YOUR INSTRUCTIONS — Which lines in the records below contain the string "rocky"? List each of those lines in full.

MATERIAL FOR THIS TASK —
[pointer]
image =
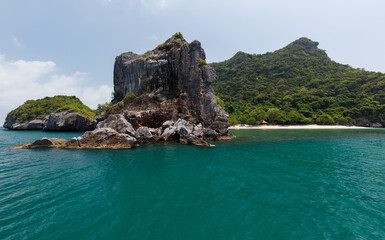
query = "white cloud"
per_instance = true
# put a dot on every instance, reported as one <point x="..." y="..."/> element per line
<point x="15" y="41"/>
<point x="154" y="38"/>
<point x="155" y="3"/>
<point x="22" y="80"/>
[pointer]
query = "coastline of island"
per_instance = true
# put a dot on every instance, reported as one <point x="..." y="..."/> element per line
<point x="311" y="126"/>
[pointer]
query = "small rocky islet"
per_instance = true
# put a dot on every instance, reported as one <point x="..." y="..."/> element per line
<point x="162" y="95"/>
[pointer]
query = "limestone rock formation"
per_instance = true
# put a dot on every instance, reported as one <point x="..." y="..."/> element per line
<point x="43" y="143"/>
<point x="65" y="121"/>
<point x="69" y="121"/>
<point x="170" y="82"/>
<point x="167" y="96"/>
<point x="36" y="124"/>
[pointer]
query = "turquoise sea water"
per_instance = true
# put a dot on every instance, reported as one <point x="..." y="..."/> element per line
<point x="265" y="184"/>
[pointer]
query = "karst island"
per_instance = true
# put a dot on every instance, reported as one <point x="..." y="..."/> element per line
<point x="162" y="95"/>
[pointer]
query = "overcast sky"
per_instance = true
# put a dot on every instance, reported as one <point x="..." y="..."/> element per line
<point x="68" y="47"/>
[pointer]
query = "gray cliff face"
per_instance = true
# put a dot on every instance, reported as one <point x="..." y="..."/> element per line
<point x="60" y="121"/>
<point x="69" y="121"/>
<point x="171" y="82"/>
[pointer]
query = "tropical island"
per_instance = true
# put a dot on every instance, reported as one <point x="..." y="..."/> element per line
<point x="299" y="84"/>
<point x="167" y="94"/>
<point x="161" y="95"/>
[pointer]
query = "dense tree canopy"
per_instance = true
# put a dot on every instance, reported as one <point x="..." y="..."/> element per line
<point x="298" y="84"/>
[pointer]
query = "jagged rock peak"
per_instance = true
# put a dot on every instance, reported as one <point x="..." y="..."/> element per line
<point x="170" y="82"/>
<point x="307" y="43"/>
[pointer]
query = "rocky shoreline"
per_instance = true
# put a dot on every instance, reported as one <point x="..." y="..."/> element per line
<point x="117" y="133"/>
<point x="162" y="95"/>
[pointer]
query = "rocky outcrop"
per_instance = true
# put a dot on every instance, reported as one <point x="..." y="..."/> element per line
<point x="69" y="121"/>
<point x="36" y="124"/>
<point x="167" y="96"/>
<point x="43" y="143"/>
<point x="170" y="82"/>
<point x="180" y="131"/>
<point x="65" y="121"/>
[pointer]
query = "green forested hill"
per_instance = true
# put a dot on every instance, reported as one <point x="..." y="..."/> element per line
<point x="45" y="106"/>
<point x="298" y="84"/>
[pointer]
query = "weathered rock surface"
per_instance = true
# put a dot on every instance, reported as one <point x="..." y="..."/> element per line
<point x="69" y="121"/>
<point x="108" y="138"/>
<point x="143" y="134"/>
<point x="35" y="124"/>
<point x="167" y="97"/>
<point x="119" y="123"/>
<point x="43" y="143"/>
<point x="171" y="82"/>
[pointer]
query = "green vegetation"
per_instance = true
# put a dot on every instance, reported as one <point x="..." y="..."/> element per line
<point x="202" y="63"/>
<point x="220" y="102"/>
<point x="117" y="96"/>
<point x="302" y="84"/>
<point x="45" y="106"/>
<point x="178" y="35"/>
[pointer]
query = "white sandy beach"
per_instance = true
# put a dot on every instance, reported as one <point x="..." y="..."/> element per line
<point x="312" y="126"/>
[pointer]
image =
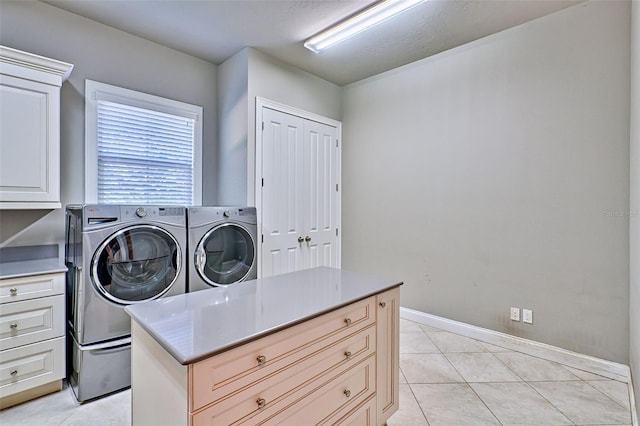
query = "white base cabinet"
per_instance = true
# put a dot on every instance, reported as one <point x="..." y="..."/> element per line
<point x="327" y="370"/>
<point x="30" y="131"/>
<point x="32" y="343"/>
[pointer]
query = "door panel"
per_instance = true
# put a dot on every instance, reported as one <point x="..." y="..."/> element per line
<point x="282" y="219"/>
<point x="299" y="193"/>
<point x="321" y="196"/>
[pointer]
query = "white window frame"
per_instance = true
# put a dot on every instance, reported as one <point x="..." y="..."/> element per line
<point x="95" y="91"/>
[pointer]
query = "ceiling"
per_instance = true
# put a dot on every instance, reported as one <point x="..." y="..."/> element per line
<point x="215" y="30"/>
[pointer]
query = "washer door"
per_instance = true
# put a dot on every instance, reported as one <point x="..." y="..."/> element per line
<point x="225" y="255"/>
<point x="136" y="264"/>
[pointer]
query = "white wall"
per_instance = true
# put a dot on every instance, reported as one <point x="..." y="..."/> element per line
<point x="634" y="217"/>
<point x="497" y="174"/>
<point x="110" y="56"/>
<point x="266" y="78"/>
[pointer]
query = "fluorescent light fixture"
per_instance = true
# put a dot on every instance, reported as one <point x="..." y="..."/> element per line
<point x="366" y="19"/>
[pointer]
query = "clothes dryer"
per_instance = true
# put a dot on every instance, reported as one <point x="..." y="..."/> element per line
<point x="116" y="256"/>
<point x="222" y="246"/>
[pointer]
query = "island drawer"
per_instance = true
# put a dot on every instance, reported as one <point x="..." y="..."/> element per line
<point x="224" y="374"/>
<point x="31" y="321"/>
<point x="31" y="287"/>
<point x="343" y="394"/>
<point x="283" y="389"/>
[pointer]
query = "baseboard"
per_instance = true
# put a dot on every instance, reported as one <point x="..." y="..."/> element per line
<point x="612" y="370"/>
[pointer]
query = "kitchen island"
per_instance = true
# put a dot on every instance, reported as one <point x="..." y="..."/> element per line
<point x="310" y="347"/>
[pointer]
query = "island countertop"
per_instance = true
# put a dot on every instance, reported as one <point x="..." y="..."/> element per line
<point x="195" y="326"/>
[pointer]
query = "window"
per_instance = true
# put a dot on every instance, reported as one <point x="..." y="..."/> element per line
<point x="140" y="148"/>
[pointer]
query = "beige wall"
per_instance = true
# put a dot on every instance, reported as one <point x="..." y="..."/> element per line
<point x="497" y="174"/>
<point x="110" y="56"/>
<point x="245" y="76"/>
<point x="634" y="217"/>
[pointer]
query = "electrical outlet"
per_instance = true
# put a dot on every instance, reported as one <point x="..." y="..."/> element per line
<point x="515" y="314"/>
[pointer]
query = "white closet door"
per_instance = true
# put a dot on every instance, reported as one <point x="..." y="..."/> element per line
<point x="320" y="195"/>
<point x="282" y="209"/>
<point x="299" y="199"/>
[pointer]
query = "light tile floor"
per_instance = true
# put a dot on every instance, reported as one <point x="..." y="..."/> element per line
<point x="446" y="379"/>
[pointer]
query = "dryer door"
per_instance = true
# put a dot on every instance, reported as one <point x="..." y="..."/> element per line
<point x="136" y="264"/>
<point x="225" y="255"/>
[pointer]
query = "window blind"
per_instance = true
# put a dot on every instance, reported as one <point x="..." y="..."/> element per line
<point x="144" y="156"/>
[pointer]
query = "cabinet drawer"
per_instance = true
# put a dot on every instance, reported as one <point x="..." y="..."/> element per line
<point x="31" y="321"/>
<point x="343" y="393"/>
<point x="226" y="373"/>
<point x="288" y="386"/>
<point x="31" y="365"/>
<point x="24" y="288"/>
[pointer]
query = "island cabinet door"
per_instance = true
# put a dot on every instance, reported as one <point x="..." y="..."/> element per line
<point x="388" y="353"/>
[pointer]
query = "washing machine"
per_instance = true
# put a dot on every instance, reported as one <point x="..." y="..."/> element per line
<point x="116" y="255"/>
<point x="222" y="246"/>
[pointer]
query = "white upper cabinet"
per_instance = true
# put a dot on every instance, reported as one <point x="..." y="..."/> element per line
<point x="30" y="129"/>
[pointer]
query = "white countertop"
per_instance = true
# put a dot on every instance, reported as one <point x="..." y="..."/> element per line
<point x="31" y="267"/>
<point x="196" y="325"/>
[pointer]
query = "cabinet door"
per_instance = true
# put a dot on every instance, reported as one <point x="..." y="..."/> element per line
<point x="388" y="353"/>
<point x="29" y="141"/>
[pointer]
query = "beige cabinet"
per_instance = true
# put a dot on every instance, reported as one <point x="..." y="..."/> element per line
<point x="32" y="349"/>
<point x="323" y="371"/>
<point x="30" y="131"/>
<point x="388" y="353"/>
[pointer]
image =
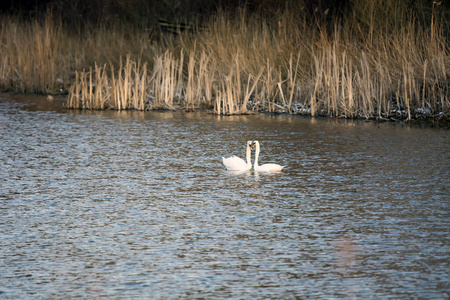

ANSWER BELOW —
query = "small rocky islet"
query = "rocky shoreline"
query = "rocky outcrop"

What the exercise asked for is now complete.